● Data to examine
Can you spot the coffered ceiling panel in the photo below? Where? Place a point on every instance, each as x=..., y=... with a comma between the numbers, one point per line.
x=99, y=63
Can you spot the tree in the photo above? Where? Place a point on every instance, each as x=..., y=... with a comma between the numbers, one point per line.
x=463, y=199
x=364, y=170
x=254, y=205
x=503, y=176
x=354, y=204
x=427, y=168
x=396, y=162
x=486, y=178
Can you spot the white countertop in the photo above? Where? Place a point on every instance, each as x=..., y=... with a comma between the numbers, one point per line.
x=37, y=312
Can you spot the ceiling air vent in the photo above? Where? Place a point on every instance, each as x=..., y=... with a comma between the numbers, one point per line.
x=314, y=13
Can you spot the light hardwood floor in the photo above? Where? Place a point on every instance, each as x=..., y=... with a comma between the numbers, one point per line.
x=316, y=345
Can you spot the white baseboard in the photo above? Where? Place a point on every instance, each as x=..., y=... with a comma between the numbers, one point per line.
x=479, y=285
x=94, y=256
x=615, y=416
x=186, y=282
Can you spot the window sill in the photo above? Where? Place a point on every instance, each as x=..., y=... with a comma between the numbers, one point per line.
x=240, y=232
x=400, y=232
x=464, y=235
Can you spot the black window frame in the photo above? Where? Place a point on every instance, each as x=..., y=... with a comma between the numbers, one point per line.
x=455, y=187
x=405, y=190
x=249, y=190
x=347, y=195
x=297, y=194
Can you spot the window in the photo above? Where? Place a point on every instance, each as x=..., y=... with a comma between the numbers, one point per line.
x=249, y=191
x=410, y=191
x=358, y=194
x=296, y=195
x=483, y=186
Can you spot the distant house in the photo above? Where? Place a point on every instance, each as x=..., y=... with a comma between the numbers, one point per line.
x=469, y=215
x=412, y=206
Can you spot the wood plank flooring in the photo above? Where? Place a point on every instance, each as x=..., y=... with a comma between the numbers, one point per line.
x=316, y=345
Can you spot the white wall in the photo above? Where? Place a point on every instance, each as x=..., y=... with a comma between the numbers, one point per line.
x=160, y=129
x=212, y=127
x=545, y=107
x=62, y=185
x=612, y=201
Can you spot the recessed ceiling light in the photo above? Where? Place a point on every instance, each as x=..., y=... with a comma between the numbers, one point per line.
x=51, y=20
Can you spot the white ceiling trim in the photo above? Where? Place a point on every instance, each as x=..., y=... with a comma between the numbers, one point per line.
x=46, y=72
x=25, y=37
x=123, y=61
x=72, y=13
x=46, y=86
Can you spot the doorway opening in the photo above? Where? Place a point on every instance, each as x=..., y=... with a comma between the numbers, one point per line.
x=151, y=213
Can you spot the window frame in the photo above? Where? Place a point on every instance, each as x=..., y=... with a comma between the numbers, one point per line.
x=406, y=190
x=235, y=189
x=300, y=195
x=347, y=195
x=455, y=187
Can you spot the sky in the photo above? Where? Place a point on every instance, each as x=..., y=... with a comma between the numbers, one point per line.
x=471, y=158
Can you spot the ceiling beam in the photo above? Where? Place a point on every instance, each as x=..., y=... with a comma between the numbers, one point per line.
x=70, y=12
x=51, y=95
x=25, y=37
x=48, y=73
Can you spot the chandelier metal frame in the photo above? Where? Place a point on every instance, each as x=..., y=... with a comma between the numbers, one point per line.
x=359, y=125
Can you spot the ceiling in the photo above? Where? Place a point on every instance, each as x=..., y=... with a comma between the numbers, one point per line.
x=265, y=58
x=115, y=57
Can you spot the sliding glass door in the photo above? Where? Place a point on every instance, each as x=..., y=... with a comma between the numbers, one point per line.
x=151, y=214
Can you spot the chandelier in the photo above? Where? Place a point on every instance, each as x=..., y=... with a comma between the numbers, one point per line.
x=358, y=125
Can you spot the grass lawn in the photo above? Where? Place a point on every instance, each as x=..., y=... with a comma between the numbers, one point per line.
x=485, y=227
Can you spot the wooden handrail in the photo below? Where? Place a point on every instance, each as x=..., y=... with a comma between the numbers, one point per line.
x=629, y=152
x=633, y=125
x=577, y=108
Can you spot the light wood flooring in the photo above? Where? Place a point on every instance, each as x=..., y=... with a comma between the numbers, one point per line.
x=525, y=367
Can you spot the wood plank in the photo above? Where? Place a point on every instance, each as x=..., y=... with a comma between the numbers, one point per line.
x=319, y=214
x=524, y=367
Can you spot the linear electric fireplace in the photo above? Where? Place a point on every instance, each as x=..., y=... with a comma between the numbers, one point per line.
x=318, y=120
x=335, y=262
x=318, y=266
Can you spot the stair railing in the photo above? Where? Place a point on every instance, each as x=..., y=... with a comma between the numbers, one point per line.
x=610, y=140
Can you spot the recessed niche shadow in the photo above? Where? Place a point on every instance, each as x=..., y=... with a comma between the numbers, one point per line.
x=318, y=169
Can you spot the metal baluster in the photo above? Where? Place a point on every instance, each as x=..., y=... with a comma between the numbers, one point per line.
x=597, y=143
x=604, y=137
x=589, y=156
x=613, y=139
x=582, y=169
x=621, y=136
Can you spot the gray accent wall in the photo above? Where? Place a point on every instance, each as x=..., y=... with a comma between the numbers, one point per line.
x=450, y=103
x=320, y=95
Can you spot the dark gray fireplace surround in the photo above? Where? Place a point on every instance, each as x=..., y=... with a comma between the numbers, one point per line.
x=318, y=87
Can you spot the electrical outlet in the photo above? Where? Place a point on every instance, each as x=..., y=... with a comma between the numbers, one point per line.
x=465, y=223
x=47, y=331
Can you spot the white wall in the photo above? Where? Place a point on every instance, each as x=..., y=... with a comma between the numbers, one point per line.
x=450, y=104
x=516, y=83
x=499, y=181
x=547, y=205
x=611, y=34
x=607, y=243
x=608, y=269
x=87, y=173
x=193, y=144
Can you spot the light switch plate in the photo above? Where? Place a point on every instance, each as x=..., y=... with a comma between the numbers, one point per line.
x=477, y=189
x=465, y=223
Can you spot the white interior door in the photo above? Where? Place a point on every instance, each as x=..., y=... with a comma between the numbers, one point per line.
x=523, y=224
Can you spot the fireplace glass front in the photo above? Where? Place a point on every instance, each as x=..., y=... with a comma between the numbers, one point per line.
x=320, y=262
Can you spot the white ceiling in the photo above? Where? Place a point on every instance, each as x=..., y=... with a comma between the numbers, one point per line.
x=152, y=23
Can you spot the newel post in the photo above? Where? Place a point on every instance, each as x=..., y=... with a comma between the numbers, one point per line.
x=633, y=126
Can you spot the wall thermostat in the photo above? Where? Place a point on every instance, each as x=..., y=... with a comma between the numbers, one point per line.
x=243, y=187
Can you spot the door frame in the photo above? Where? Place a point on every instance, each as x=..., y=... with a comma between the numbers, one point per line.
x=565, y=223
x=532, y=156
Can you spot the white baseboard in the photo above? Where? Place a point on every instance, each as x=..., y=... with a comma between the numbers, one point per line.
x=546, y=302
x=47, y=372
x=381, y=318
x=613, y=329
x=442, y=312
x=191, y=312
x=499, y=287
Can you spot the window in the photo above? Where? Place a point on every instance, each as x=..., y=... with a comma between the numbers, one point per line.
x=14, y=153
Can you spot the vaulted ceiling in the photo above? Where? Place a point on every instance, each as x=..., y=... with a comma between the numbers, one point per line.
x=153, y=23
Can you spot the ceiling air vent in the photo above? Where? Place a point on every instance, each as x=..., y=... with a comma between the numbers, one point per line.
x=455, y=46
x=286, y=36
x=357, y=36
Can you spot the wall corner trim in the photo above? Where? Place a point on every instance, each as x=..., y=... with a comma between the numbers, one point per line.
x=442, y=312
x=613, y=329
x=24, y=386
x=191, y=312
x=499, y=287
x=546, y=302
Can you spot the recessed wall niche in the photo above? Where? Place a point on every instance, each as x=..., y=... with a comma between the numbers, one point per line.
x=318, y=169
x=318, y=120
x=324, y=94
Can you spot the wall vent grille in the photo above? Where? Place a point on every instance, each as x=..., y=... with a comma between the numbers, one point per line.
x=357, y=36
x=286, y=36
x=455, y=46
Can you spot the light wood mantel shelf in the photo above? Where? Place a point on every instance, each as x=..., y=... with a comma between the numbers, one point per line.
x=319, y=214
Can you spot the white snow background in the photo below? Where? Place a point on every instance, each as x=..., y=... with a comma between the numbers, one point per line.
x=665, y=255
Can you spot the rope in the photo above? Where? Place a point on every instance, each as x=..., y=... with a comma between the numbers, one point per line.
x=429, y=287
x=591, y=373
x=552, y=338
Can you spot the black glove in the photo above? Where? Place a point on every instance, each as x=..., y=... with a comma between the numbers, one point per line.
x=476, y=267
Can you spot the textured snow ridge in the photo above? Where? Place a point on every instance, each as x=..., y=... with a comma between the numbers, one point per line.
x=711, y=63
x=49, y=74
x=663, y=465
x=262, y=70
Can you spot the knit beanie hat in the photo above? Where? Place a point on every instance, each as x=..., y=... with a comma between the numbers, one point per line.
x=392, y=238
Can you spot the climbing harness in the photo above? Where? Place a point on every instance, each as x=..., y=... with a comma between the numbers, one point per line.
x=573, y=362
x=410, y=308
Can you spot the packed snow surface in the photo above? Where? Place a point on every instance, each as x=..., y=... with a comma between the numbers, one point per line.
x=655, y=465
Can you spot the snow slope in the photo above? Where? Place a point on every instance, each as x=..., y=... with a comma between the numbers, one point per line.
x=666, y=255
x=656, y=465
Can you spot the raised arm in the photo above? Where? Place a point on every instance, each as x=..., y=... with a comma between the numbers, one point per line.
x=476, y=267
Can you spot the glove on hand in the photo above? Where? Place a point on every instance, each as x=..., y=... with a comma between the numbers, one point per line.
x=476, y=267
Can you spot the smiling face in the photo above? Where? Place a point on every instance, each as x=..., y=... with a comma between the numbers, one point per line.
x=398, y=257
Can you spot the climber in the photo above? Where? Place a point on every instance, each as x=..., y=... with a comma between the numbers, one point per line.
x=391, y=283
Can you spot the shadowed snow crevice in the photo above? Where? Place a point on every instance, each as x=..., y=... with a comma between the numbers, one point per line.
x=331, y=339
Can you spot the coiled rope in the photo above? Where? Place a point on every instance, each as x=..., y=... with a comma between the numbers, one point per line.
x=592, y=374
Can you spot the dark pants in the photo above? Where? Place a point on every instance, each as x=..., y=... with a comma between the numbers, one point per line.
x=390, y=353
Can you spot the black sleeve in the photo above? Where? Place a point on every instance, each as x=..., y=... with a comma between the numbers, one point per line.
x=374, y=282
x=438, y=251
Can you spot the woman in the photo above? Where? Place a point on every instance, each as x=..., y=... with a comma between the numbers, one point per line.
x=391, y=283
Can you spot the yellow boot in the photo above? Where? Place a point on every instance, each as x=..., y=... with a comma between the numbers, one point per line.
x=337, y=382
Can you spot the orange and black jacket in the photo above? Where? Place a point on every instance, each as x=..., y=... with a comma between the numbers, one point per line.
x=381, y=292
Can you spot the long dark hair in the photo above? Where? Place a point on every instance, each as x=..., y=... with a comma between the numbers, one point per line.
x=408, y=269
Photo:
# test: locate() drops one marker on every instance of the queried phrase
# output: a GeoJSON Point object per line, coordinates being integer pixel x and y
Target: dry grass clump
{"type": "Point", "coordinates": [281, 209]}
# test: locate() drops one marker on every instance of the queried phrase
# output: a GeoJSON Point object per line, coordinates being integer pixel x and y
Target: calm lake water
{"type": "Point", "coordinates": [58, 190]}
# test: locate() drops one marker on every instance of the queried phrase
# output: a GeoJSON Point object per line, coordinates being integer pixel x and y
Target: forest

● Aim of the task
Copy exactly the lines that run from the one containing "Can you spot the yellow" to the last line of the listing, both included, and nothing more.

● Exercise result
Can you spot the yellow boot in the photo above? Where? Place a point on every instance, each as x=..., y=... with a comma between the numbers, one point per line.
x=337, y=382
Can you spot the orange and black jacket in the photo above? Where? Place a point on every instance, each as x=..., y=... with a comma between the numbers, one point per line.
x=381, y=292
Can you spot the long dark hair in the photo above? Where? Place a point on every instance, each as x=..., y=... with a comma between the numbers, one point per line.
x=408, y=269
Photo:
# test: locate() drops one marker on every instance of the queried phrase
# output: a GeoJSON Point object per line, coordinates being integer pixel x and y
Target: dry grass clump
{"type": "Point", "coordinates": [281, 209]}
# test: locate() drops one marker on every instance of the queried phrase
# output: a GeoJSON Point object per line, coordinates being integer pixel x and y
Target: calm lake water
{"type": "Point", "coordinates": [58, 190]}
# test: locate() drops one marker on every instance of the queried phrase
# output: a GeoJSON Point object per line, coordinates being integer pixel x and y
Target: forest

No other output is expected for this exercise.